[Stored data entries]
-------------------------

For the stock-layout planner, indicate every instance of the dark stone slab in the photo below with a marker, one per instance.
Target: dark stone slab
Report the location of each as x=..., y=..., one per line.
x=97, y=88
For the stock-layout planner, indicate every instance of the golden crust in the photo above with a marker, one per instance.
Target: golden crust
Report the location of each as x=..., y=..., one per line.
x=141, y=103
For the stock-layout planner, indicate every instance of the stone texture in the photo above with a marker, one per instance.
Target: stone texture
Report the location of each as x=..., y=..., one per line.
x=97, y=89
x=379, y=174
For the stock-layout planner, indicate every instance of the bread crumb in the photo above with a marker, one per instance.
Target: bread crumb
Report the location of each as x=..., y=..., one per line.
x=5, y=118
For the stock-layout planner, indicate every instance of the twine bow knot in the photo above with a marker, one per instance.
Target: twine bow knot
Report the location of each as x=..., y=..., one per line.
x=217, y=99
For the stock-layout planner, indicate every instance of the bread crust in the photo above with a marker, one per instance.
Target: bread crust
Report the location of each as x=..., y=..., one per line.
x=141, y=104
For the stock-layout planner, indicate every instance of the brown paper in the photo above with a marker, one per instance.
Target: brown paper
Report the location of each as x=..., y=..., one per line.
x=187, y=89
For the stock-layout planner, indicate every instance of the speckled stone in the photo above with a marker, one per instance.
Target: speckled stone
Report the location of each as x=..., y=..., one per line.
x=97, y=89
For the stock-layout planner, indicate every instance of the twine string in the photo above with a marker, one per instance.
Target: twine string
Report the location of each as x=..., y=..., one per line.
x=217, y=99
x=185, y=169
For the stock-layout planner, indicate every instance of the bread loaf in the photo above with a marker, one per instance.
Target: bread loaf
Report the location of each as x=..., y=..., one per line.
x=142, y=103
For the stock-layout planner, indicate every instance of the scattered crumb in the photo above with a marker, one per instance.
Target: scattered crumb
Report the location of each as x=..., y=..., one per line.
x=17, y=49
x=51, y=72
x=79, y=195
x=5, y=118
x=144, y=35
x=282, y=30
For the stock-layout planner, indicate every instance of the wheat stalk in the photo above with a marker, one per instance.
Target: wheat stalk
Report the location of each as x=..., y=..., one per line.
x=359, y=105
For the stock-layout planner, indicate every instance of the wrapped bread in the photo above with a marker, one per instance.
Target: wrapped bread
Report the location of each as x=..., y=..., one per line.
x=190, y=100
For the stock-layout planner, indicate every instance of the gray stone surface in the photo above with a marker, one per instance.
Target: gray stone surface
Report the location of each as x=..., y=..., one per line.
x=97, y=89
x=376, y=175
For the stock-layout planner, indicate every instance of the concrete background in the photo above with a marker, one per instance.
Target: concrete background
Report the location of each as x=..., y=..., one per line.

-------------------------

• **WORK REQUEST**:
What belongs in the answer is each line of the data that has the word "concrete".

• **RESULT**:
For the stock-layout planner, indicate every instance of the concrete background in the photo above with a marker, one per instance.
Target: concrete background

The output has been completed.